● **Required work**: Please reproduce the entries that follow without a single difference.

● **Provided records**:
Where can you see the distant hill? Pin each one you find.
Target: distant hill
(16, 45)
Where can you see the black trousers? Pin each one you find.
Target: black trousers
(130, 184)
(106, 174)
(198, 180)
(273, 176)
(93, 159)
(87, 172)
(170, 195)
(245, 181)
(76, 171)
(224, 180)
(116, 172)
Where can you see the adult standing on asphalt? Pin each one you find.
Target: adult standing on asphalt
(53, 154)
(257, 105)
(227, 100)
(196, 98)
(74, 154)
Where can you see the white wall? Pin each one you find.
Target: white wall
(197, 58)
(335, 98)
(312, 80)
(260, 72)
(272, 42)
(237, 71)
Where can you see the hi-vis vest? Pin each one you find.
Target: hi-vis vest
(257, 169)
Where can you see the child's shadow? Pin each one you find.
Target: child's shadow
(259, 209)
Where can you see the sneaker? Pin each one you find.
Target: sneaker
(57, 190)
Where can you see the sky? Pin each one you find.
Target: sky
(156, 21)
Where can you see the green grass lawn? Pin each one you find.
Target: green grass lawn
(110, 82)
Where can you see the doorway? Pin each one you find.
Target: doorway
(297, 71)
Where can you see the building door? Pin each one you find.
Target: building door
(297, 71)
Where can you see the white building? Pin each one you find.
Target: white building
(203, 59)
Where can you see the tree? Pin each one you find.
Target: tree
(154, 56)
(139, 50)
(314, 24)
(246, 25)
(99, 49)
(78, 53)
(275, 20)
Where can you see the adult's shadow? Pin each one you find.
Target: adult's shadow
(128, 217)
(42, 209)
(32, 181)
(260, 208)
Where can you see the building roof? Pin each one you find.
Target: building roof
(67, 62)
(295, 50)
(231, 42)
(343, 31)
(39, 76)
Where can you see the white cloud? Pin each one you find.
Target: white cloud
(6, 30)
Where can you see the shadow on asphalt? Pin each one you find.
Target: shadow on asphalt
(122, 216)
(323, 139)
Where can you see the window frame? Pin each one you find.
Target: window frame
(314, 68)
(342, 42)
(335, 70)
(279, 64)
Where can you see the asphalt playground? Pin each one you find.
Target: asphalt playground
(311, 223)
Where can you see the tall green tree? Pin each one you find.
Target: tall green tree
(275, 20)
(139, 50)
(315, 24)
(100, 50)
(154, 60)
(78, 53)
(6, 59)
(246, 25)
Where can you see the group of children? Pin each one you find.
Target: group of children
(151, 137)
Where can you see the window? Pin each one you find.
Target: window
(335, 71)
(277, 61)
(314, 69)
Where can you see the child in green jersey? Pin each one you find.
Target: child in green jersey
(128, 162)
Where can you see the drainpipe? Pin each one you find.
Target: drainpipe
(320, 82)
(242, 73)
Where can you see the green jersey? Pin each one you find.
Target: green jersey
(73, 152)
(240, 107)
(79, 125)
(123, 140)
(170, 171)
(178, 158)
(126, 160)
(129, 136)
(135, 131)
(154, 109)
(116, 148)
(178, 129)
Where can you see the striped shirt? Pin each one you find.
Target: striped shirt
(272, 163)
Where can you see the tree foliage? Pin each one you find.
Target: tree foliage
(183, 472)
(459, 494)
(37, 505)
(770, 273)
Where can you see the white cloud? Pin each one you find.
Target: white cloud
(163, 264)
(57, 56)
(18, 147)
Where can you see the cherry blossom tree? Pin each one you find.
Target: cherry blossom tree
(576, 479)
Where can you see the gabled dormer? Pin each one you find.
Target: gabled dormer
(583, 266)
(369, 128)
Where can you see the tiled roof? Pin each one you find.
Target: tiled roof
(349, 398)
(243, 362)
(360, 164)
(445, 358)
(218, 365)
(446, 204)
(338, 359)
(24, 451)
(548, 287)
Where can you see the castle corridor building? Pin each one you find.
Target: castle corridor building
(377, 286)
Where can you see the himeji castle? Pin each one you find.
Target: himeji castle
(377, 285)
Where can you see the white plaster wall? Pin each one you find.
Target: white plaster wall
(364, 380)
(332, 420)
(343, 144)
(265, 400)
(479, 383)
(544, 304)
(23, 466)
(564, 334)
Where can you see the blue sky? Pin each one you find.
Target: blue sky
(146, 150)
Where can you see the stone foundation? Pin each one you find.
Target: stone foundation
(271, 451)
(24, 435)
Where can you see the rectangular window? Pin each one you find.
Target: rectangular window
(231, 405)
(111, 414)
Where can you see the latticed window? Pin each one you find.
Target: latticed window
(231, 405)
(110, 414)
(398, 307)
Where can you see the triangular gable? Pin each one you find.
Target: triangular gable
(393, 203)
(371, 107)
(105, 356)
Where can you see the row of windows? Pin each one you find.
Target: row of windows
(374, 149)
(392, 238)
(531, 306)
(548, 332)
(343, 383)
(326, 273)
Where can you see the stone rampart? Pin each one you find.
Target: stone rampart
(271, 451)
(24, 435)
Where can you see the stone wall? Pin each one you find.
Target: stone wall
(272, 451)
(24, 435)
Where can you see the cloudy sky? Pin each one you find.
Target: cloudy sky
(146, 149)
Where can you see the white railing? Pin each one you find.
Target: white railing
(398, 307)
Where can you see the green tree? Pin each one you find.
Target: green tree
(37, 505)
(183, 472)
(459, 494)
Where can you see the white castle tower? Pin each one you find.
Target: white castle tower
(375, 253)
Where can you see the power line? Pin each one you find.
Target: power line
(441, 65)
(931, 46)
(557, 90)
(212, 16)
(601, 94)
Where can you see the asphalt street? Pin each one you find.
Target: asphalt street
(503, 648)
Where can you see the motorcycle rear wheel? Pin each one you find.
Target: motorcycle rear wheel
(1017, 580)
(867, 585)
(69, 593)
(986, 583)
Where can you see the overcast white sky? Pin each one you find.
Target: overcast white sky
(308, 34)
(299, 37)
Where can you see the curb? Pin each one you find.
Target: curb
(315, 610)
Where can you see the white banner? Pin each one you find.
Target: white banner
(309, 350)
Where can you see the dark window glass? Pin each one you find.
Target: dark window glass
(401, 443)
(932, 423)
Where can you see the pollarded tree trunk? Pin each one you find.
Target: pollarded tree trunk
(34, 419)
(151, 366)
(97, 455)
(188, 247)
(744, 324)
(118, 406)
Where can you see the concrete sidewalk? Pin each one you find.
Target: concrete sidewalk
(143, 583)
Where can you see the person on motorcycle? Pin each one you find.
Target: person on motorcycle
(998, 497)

● **Answer area**:
Where can you see the distant hill? Pin each one you find.
Target: distant hill
(16, 45)
Where can you see the black trousers? Pin each one you find.
Target: black trousers
(130, 184)
(106, 174)
(198, 180)
(273, 176)
(93, 159)
(87, 172)
(170, 195)
(245, 181)
(76, 171)
(224, 180)
(116, 172)
Where can you see the adult standing on asphalt? Pin each one you find.
Target: adult standing on asphalt
(53, 154)
(257, 105)
(227, 100)
(196, 98)
(74, 154)
Where can you see the white wall? Pin each one you find.
Target: white wall
(197, 58)
(335, 98)
(312, 80)
(260, 72)
(272, 42)
(237, 71)
Where can you see the hi-vis vest? Pin each one you find.
Target: hi-vis vest
(257, 169)
Where can you see the child's shadow? Pin each one you find.
Target: child's shadow
(259, 209)
Where can you see the sneaker? Pin each one you find.
Target: sneaker
(57, 190)
Where can you see the sky? Pin each one you find.
Target: sky
(156, 21)
Where can you see the green grass lawn? Pin each one you find.
Target: green grass lawn
(110, 82)
Where can you see the doorway? Pin each one you find.
Target: doorway
(297, 71)
Where can you see the building door? Pin each one you find.
Target: building door
(297, 71)
Where can you see the white building? Pin each one you find.
Target: white building
(203, 59)
Where can you see the tree? Pin each one you find.
Target: tree
(154, 56)
(139, 50)
(314, 24)
(246, 25)
(99, 49)
(78, 53)
(275, 20)
Where can you see the adult's shadow? Pin each one you find.
Target: adult's shadow
(128, 217)
(42, 209)
(32, 181)
(260, 208)
Where can you see the building roof? Pin each one you find.
Target: building roof
(67, 62)
(295, 50)
(231, 42)
(343, 31)
(39, 76)
Where can you see the white cloud? Pin each one you find.
Target: white cloud
(6, 30)
Where can you see the shadow on asphalt? Pin each one you find.
Target: shadow on asphalt
(122, 216)
(323, 139)
Where can you see the window frame? Pin each one you find.
Target: window frame
(314, 68)
(342, 42)
(335, 70)
(279, 64)
Where can you see the asphalt playground? Pin each one you find.
Target: asphalt playground
(311, 223)
Where can you see the tall green tree? Pin each one you find.
Target: tall green tree
(275, 20)
(139, 50)
(315, 24)
(100, 50)
(154, 60)
(78, 53)
(6, 59)
(246, 25)
Where can you see the group of children? Pin each one you find.
Target: group of children
(151, 137)
Where can you see the window? Pin each one you find.
Target: window
(335, 71)
(277, 61)
(314, 69)
Where can you see the child in green jersey? Pin each one you find.
Target: child in green jersey
(128, 162)
Where can you see the drainpipe? Pin each one you find.
Target: drainpipe
(320, 82)
(242, 73)
Where can you see the green jersey? Pin each one you find.
Target: green jersey
(73, 152)
(240, 107)
(79, 125)
(123, 140)
(170, 171)
(178, 158)
(126, 160)
(129, 136)
(135, 131)
(154, 109)
(116, 148)
(178, 129)
Where can you see the striped shirt? Pin each one you find.
Target: striped shirt
(272, 163)
Where can you see the tree foliage? Pin each one you find.
Target: tree foliage
(183, 472)
(459, 494)
(37, 505)
(770, 273)
Where can you see the white cloud? Pin each one you find.
Target: white cloud
(163, 264)
(57, 56)
(18, 147)
Where can you see the cherry blossom tree? Pin each one you find.
Target: cherry blossom tree
(576, 479)
Where can you see the gabled dormer? Pin each one you find.
Target: gabled dormer
(583, 266)
(369, 128)
Where can you see the tiled roof? Pin each one you find.
Target: tiled roof
(349, 398)
(243, 362)
(360, 164)
(445, 358)
(218, 365)
(446, 204)
(338, 359)
(24, 451)
(548, 287)
Where can you see the castle corridor building? Pin each one you find.
Target: castle corridor building
(377, 286)
Where can you see the himeji castle? Pin each one you find.
Target: himeji castle
(377, 285)
Where can you see the white plaster wall? Pin each one you find.
Target: white plaster wall
(364, 380)
(332, 420)
(343, 144)
(265, 400)
(479, 383)
(544, 304)
(23, 466)
(564, 334)
Where can you see the blue sky? Pin each one you find.
Target: blue sky
(146, 150)
Where can you see the stone foundation? Pin each one you find.
Target: stone foundation
(271, 451)
(24, 435)
Where can you see the rectangular window? Pin each one you find.
Target: rectangular window
(231, 405)
(111, 414)
Where can you see the latticed window? Pin each one you find.
Target: latticed window
(231, 405)
(110, 414)
(398, 307)
Where can you see the triangular gable? Pin each one you find.
Target: triangular gable
(393, 203)
(371, 107)
(105, 356)
Where can you see the row of windows? Pin each one you find.
Target: row of windows
(374, 149)
(392, 238)
(531, 306)
(548, 332)
(343, 383)
(326, 273)
Where can you see the stone rampart? Pin each one you find.
Target: stone rampart
(271, 451)
(24, 435)
Where can you see the stone wall? Pin each one you find.
Target: stone wall
(272, 451)
(24, 435)
Where can you see the cloudy sky? Pin each one you find.
Target: cloudy sky
(146, 149)
Where can you see the white railing? Pin each one you find.
Target: white railing
(398, 307)
Where can you see the green tree? Pin each one you find.
Target: green tree
(37, 505)
(183, 472)
(459, 494)
Where can you see the white castle tower? Pin each one you find.
Target: white castle tower
(375, 253)
Where can you see the power line? Pin each one you find.
Target: power line
(441, 65)
(931, 46)
(557, 90)
(212, 16)
(601, 94)
Where can you see the asphalt street? Pin each one you find.
Target: asphalt street
(503, 648)
Where can you see the motorcycle rear wheel? Pin each one you find.
Target: motorcycle rear wheel
(1017, 580)
(867, 585)
(69, 593)
(986, 583)
Where can you see the overcast white sky? Pin each one you find.
Target: overcast white sky
(308, 34)
(299, 37)
Where can you see the curb? Pin each one you find.
Target: curb
(315, 610)
Where can you see the white banner? Pin each one you find.
Target: white banner
(309, 350)
Where can you see the dark window glass? Pin each one you find.
Target: dark window glass
(401, 443)
(932, 423)
Where can you see the pollarded tree trunk? Pin each one you find.
Target: pollarded tree trunk
(34, 419)
(151, 366)
(97, 455)
(188, 247)
(744, 324)
(118, 406)
Where can you see the concrete sidewalk? Pin each one you find.
Target: concrete sidewalk
(143, 583)
Where can you see the person on motorcycle? Pin each one you find.
Target: person on motorcycle
(998, 497)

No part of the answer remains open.